> **Brief**:
Copy each of the lines below word for word, with no changes.

> **Data extract**:

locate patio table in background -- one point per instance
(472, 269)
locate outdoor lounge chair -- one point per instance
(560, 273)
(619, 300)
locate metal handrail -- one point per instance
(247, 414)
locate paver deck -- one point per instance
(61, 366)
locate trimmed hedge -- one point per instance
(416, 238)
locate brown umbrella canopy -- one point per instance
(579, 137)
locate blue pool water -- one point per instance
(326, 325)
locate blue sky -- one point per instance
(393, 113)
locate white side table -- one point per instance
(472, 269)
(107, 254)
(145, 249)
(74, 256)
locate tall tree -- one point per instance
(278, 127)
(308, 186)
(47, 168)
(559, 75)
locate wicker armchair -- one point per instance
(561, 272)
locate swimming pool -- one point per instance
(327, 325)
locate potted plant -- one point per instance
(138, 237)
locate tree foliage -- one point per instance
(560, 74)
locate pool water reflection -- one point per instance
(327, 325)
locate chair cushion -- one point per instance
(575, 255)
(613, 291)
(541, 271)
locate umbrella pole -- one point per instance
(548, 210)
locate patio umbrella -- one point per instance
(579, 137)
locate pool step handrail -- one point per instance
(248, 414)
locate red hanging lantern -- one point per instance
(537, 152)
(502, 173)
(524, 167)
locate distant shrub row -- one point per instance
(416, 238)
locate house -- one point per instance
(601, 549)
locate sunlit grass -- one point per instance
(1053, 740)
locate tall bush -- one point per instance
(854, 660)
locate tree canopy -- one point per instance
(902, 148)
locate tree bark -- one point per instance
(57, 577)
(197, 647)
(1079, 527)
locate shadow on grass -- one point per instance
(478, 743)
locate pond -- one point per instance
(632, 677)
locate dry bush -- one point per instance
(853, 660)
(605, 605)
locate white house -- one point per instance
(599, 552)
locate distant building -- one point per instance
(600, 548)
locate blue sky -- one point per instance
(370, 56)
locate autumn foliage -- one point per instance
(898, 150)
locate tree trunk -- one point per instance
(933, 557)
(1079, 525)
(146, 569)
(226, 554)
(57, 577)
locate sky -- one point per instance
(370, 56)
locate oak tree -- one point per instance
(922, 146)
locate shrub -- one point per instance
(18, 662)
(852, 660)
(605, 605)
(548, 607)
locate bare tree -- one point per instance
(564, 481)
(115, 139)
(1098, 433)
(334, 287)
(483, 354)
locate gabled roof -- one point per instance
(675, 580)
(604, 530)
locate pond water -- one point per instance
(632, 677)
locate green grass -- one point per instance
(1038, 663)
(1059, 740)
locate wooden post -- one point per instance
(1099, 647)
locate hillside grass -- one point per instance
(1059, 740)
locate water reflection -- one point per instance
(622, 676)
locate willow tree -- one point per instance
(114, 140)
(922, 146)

> **Full answer**:
locate patio table in background -- one point per instance
(472, 269)
locate outdoor lounge chair -- one point per instance
(560, 273)
(619, 300)
locate metal handrail -- one point per instance
(247, 414)
locate paver deck -- one point per instance
(61, 366)
locate trimmed hedge -- one point per instance
(416, 238)
locate brown umbrella canopy -- one point per instance
(579, 137)
locate blue pool water -- one point per instance
(326, 325)
locate blue sky -- one point per instance
(393, 113)
locate white side table -- one point per instance
(472, 269)
(107, 254)
(145, 249)
(74, 256)
locate tall tree -- one point per instance
(278, 127)
(308, 186)
(47, 168)
(559, 75)
locate wicker armchair -- one point per instance
(561, 272)
locate swimming pool -- one point per instance
(327, 325)
locate potted plant -- one point per instance
(138, 237)
locate tree foliage -- one point per instance
(560, 74)
locate pool water reflection -- one point per instance
(327, 325)
locate chair cushion -- one point per instance
(575, 255)
(613, 291)
(541, 271)
locate umbrella pole -- one point per instance
(548, 210)
locate patio umbrella -- one point per instance
(579, 137)
locate pool step handrail -- one point per instance
(248, 414)
locate red hanging lantern -- one point per instance
(537, 152)
(502, 173)
(524, 167)
locate distant shrub row -- one point per instance
(416, 238)
locate house -- one point per instance
(601, 549)
locate sunlit grass -- one point per instance
(1053, 740)
locate tall bush -- one point per instance
(854, 660)
locate tree canopy -- one point per instance
(902, 148)
locate tree bark -- one point per instance
(57, 577)
(197, 647)
(1079, 527)
locate shadow on grass -- one point per instance
(478, 743)
locate pond -- one point per instance
(632, 677)
locate dry bush -- one point per instance
(853, 660)
(605, 605)
locate white house -- one point per instance
(599, 552)
locate distant building -- one point per instance
(600, 548)
locate blue sky -- one point per instance
(370, 56)
locate autumn foliage -- one point per instance
(898, 150)
locate tree trunk -- one point per instance
(933, 557)
(1079, 525)
(146, 569)
(226, 554)
(57, 577)
locate sky -- one point per instance
(370, 56)
locate oak tree -- one point per instance
(922, 146)
locate shrub -- one point per instance
(18, 662)
(852, 660)
(605, 605)
(548, 607)
locate bare tree -- one point per instance
(564, 481)
(115, 139)
(1098, 433)
(334, 287)
(483, 354)
locate gabled roof -- one point per instance
(675, 580)
(604, 530)
locate pond water -- one point per instance
(632, 677)
locate green grass -- one point per instance
(1038, 663)
(1059, 740)
locate wooden post -- one point per instance
(1099, 647)
locate hillside grass -- one point per instance
(1059, 740)
locate water reflection -- one point per instance
(622, 676)
locate willow tree -- one point per instance
(114, 140)
(922, 146)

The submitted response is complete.